In the article on Solana's SOL token, how much did SOL gain in 2024?

[[ TEXT BLOCK, beginning ]]

The Solana logo on a phone screen and representation of cryptocurrencies are seen in this photo taken in Krakow, Poland, Aug. 21, 2021.

Jakub Porzycki | NurPhoto | Getty Images

Solana’s SOL token rocketed after a memecoin linked to President-elect Donald Trump launched on the popular blockchain network.

The price of SOL was up by more than 12% Saturday, according to Coin Metrics. Earlier, it surged nearly 23%. Ether, one of its main competitors, fell 7%.

The moves began late Friday after the launch of a new memecoin announced on Trump’s social media accounts and issued on the Solana blockchain. “Official Trump” (TRUMP) has attracted more than $5 billion since then to become the largest memecoin on the Solana network, according to CoinGecko.

That move came ahead of Trump’s inauguration Monday, which is widely expected to usher in a new era of innovation and productivity in the crypto industry, and on the day crypto villain Gary Gensler ended his term as chairman of the Securities and Exchange Commission.

Solana is the fourth-largest cryptocurrency by market cap, excluding stablecoins. It was created in 2020 as a faster and cheaper alternative to Ethereum and now hosts some of the most popular memecoins like dogwifhat and Pudgy Penguins, as well as decentralized finance (DeFi) and gaming projects.

The token has become so popular asset managers are seeking to issue exchange traded funds tracking its price. The decision deadline for potential ETFs from Bitwise, VanEck, 21Shares and Canary is approaching Jan. 25. ProShares on Friday evening also filed for four different ETFs based on SOL. If approved this year, SOL ETFs may only attract a fraction of the assets that flowed into bitcoin ETFs in their first year of trading, according to JPMorgan.

SOL gained 85% in 2024. It’s now up 25% this year.

[[ TEXT BLOCK, end ]]
[[ DATA SHOWN, beginning ]]

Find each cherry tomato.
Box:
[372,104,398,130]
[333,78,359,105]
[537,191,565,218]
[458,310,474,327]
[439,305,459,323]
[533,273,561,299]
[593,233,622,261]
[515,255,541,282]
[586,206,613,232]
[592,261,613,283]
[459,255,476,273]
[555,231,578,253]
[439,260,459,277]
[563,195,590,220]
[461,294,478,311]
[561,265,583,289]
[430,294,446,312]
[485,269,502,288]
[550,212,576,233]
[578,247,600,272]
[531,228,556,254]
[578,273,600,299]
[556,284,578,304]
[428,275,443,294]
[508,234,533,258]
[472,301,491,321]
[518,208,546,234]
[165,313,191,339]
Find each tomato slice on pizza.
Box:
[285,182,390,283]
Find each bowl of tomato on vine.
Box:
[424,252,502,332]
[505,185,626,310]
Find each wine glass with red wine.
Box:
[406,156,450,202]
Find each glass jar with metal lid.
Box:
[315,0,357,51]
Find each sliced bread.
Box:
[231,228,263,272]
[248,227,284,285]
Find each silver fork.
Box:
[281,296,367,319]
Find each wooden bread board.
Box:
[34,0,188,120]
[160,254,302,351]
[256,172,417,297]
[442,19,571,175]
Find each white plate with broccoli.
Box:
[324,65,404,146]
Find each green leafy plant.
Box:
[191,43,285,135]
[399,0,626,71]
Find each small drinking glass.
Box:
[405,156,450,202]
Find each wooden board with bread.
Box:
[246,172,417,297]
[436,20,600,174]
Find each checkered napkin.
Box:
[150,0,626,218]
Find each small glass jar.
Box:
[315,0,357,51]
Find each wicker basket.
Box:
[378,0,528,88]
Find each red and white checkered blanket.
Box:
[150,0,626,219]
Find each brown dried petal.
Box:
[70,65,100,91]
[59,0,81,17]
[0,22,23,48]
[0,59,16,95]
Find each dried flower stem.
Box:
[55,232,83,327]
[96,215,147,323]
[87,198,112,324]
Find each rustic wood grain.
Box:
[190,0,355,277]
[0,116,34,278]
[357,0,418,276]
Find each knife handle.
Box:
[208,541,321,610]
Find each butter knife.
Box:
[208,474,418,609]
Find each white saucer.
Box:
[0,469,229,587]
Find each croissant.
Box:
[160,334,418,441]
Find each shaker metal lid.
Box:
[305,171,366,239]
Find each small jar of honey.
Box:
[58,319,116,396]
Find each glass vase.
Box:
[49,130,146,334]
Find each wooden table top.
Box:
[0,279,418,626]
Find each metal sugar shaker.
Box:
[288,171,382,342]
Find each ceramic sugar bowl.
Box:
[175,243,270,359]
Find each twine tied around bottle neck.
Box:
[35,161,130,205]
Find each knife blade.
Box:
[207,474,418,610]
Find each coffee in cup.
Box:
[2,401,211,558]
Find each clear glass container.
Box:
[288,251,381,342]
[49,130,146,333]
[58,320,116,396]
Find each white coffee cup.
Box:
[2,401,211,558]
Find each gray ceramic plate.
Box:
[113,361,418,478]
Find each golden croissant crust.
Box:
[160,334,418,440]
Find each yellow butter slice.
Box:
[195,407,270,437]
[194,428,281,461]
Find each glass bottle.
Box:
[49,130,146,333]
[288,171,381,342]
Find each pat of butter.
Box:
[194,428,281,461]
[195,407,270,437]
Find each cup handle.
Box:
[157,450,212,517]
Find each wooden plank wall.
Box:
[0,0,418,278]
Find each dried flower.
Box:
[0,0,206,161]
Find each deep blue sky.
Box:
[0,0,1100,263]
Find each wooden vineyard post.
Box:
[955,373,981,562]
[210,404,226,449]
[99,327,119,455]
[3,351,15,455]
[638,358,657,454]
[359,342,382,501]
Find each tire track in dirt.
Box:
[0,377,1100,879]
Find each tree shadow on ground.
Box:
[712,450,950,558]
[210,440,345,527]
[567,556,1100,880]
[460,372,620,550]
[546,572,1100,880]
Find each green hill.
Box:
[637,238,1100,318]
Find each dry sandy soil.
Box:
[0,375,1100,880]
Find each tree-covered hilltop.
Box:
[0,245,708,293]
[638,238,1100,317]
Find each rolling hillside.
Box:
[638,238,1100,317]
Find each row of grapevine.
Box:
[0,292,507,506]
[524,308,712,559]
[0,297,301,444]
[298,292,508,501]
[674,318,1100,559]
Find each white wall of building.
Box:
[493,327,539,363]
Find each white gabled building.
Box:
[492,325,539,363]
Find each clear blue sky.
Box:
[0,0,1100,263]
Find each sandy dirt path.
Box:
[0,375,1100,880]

[[ DATA SHOWN, end ]]

OUTPUT OF THE TASK
85%